**What you will do**
Print the range of lines that opens with the line containing "Look at the photo above. For every instance of the cleared" and closes with the last line of the listing. Include both ends; print nothing more.

BEGIN Data provided

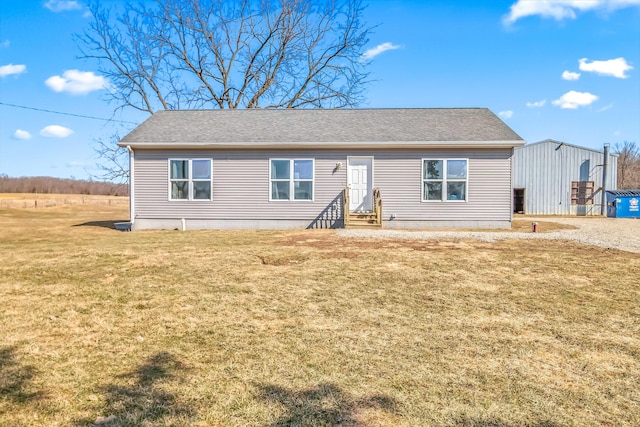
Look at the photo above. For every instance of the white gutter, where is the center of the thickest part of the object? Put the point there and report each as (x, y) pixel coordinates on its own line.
(132, 210)
(252, 145)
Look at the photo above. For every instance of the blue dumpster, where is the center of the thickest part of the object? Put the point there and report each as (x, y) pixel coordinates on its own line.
(623, 204)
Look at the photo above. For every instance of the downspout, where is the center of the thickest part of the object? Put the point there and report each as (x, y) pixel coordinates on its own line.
(131, 193)
(605, 171)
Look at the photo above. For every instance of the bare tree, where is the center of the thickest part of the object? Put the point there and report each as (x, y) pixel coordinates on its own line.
(190, 54)
(193, 54)
(628, 165)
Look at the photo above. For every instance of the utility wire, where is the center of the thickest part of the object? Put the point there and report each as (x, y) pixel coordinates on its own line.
(66, 114)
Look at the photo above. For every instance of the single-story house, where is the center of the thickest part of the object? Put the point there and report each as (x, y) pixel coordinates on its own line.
(556, 178)
(395, 168)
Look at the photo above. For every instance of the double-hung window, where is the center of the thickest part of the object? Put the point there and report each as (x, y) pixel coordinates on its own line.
(190, 179)
(291, 179)
(444, 179)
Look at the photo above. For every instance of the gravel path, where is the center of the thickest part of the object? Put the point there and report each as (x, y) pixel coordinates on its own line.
(617, 233)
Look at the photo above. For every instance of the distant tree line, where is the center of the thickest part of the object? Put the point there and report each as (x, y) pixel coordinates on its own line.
(628, 165)
(50, 185)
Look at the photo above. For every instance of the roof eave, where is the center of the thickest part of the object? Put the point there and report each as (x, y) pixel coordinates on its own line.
(322, 145)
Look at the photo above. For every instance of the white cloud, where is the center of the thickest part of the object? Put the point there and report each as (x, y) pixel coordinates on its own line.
(612, 67)
(562, 9)
(7, 70)
(77, 82)
(373, 52)
(537, 104)
(569, 75)
(572, 100)
(21, 134)
(56, 131)
(62, 5)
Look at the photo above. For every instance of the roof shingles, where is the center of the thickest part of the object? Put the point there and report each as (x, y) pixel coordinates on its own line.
(265, 127)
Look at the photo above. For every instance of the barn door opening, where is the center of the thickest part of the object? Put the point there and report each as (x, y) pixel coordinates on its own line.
(518, 200)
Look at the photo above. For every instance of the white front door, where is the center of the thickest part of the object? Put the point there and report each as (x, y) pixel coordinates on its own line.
(360, 181)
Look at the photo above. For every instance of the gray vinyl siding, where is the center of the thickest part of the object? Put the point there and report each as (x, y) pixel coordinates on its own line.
(241, 186)
(546, 169)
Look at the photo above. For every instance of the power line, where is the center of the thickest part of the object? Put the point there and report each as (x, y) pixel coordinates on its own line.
(66, 114)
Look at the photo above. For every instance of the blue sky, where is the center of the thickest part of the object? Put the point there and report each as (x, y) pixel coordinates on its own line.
(562, 69)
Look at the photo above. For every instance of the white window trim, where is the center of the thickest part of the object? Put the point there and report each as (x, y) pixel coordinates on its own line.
(444, 180)
(189, 179)
(292, 180)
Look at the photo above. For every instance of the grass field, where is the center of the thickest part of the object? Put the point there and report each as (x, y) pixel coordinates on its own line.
(276, 328)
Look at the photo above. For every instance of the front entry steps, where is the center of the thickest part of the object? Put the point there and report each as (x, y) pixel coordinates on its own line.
(362, 220)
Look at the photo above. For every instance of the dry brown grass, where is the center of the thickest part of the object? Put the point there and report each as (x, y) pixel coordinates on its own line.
(34, 201)
(305, 328)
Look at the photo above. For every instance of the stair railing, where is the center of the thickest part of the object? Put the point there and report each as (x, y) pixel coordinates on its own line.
(377, 205)
(345, 206)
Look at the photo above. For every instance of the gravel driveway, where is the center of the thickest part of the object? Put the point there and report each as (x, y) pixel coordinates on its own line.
(616, 233)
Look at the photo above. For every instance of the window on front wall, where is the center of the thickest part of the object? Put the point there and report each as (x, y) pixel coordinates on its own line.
(582, 192)
(291, 179)
(444, 179)
(190, 179)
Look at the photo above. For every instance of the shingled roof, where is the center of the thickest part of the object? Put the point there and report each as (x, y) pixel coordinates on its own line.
(336, 127)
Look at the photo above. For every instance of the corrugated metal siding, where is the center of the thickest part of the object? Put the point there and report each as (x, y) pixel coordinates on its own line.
(241, 185)
(545, 170)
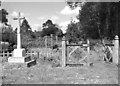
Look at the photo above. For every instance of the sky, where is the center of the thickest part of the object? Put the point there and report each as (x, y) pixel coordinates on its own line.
(39, 12)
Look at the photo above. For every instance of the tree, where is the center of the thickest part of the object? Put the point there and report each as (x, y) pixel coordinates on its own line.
(25, 27)
(99, 19)
(50, 28)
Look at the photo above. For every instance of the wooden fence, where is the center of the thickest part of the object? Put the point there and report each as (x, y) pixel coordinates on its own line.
(46, 42)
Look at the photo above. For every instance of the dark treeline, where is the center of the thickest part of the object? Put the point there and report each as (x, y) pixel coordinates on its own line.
(97, 20)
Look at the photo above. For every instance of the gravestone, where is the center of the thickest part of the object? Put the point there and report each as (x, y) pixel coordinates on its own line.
(19, 54)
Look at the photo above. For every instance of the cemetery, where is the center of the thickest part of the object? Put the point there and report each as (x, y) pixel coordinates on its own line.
(53, 59)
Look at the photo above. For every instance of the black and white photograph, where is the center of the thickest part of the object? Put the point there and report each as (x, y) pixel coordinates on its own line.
(59, 42)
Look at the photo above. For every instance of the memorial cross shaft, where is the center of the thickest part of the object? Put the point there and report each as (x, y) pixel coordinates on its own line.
(19, 18)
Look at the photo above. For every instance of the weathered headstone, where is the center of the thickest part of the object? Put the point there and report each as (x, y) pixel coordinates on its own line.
(19, 54)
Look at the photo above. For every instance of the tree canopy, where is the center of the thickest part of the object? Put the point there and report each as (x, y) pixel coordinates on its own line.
(50, 28)
(98, 19)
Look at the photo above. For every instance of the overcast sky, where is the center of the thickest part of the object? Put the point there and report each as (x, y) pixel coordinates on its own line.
(38, 12)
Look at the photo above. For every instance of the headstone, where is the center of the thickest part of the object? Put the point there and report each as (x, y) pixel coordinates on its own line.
(19, 54)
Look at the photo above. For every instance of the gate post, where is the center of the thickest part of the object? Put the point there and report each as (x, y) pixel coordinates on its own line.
(88, 52)
(45, 41)
(63, 52)
(116, 50)
(56, 39)
(51, 36)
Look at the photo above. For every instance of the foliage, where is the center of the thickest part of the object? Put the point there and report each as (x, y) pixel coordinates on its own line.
(50, 28)
(73, 33)
(25, 27)
(98, 19)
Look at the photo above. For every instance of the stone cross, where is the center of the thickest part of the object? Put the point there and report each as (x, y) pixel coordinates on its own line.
(19, 18)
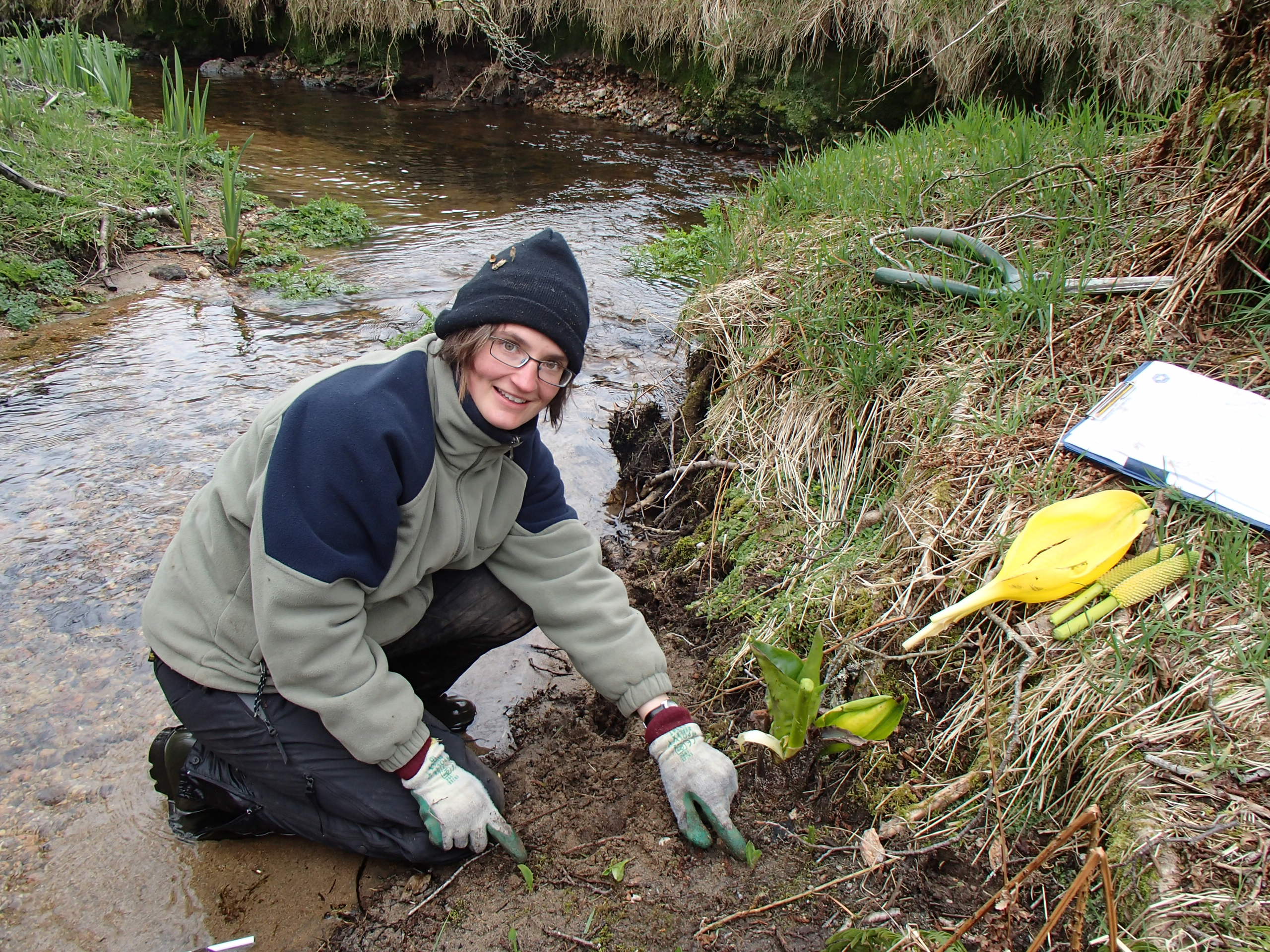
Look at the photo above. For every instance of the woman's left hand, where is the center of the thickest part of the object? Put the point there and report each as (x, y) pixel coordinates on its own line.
(700, 783)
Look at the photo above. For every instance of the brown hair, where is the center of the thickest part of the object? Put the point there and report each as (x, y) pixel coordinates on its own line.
(460, 350)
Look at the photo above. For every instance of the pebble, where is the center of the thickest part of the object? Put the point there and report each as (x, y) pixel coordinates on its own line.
(51, 796)
(168, 272)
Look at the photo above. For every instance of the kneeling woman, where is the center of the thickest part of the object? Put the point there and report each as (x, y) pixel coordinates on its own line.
(378, 529)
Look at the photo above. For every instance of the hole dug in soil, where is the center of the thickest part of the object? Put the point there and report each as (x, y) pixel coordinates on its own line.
(587, 800)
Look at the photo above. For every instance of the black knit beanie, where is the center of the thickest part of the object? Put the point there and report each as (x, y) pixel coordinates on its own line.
(536, 284)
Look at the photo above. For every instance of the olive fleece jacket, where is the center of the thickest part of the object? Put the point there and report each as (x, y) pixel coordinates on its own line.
(314, 543)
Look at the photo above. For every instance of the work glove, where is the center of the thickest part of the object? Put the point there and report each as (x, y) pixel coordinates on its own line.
(700, 781)
(456, 808)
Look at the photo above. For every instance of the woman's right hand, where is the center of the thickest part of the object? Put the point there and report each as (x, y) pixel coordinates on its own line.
(456, 808)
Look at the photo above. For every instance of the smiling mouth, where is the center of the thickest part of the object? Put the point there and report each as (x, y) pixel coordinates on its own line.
(508, 397)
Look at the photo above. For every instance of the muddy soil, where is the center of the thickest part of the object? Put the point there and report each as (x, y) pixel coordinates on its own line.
(587, 801)
(609, 867)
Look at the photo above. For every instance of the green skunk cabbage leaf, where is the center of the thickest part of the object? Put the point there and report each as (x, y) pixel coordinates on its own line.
(793, 692)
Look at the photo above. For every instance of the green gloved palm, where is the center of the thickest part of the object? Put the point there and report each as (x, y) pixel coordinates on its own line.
(456, 808)
(700, 783)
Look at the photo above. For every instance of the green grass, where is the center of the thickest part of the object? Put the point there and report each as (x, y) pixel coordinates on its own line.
(323, 223)
(87, 148)
(303, 282)
(69, 60)
(98, 151)
(841, 398)
(185, 114)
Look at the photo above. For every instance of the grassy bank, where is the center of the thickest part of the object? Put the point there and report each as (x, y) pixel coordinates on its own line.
(890, 446)
(87, 180)
(781, 66)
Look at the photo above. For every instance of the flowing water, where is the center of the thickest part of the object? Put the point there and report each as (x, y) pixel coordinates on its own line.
(108, 434)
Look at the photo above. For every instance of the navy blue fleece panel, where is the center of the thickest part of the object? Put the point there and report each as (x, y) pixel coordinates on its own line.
(350, 451)
(544, 497)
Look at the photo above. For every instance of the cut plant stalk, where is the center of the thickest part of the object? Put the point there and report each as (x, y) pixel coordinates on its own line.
(1062, 549)
(1112, 579)
(1137, 588)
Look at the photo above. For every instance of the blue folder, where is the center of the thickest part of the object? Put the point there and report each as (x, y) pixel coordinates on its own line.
(1174, 428)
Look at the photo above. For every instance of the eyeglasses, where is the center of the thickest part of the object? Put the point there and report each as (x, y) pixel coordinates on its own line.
(513, 356)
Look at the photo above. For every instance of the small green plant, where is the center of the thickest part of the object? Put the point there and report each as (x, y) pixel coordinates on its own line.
(794, 694)
(527, 875)
(298, 282)
(864, 719)
(426, 327)
(618, 870)
(181, 209)
(794, 691)
(232, 203)
(26, 285)
(185, 114)
(679, 255)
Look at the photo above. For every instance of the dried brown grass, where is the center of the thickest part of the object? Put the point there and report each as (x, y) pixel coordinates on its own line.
(1162, 716)
(1137, 51)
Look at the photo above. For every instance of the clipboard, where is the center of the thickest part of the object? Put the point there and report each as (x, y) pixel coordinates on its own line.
(1174, 428)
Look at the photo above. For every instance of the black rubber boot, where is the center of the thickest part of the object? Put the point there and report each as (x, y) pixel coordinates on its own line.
(196, 813)
(456, 713)
(168, 753)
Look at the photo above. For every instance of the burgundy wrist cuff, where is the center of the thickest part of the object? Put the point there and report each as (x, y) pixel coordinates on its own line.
(416, 763)
(665, 721)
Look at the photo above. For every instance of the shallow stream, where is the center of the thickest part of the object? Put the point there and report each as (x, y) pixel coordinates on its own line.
(108, 433)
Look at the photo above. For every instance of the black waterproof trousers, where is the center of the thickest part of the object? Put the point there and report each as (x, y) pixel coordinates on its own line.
(291, 776)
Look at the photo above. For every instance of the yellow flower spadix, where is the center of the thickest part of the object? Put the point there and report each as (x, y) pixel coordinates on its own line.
(1061, 550)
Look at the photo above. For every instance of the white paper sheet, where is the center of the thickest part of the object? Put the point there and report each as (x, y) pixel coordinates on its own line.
(1174, 427)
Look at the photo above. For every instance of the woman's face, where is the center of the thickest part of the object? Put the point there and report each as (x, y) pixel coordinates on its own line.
(512, 397)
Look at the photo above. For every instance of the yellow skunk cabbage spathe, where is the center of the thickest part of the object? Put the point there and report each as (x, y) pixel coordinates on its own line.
(1061, 550)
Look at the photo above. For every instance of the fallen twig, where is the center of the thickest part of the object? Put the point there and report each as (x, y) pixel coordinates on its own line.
(933, 805)
(158, 211)
(1188, 774)
(577, 940)
(1086, 818)
(676, 473)
(778, 904)
(437, 892)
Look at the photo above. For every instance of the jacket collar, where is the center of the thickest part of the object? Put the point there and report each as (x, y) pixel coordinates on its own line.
(463, 433)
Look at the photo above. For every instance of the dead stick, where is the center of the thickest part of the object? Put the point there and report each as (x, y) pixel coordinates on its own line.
(933, 805)
(436, 892)
(578, 940)
(1082, 821)
(1109, 895)
(159, 211)
(1079, 885)
(693, 468)
(747, 913)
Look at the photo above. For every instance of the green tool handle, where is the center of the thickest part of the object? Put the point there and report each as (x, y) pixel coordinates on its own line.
(973, 246)
(915, 281)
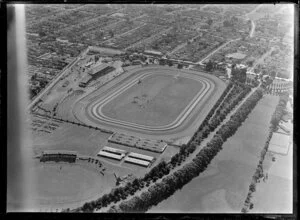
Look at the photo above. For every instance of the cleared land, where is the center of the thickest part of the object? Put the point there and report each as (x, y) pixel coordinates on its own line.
(156, 101)
(223, 187)
(60, 185)
(208, 88)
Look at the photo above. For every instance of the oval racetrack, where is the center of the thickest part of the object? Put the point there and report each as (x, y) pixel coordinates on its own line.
(93, 103)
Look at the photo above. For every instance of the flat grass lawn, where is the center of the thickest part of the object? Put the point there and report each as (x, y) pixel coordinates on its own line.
(224, 185)
(66, 183)
(71, 137)
(156, 101)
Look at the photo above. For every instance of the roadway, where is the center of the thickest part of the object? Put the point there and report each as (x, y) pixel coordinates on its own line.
(216, 50)
(56, 79)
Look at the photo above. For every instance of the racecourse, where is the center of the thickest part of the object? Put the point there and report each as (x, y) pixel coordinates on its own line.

END Data provided

**Exercise output**
Look at the photo above. For every instance of the cleared land, where is the center of the thickest part of the object? Put the point there and report each as (x, y) pixel coordinates on its own line.
(156, 101)
(223, 187)
(60, 185)
(208, 88)
Look at the photo above. For every instance of the oval racetrack, where is the center of the thickest part of the object? Put the point there and report each as (x, y) pixel coordinates on its own line.
(93, 103)
Look at the photo above. For every instance of the flat grass lawn, where is the center of the thickest part of the object? Put the point there and report each as (x, y) pixel coordinates on its own line.
(224, 185)
(66, 183)
(71, 137)
(156, 101)
Look at the photo above. For every instance of the roadway, where is the center of the thickest part of the object? Put the point there and report each as (x, y) pixel coordinates on its own line.
(216, 50)
(56, 79)
Look at the photo above. For every instance of the racecourse, where is the center of the thickest part of the object? Put the point there and report each as (x, y) pixel coordinates on its own line.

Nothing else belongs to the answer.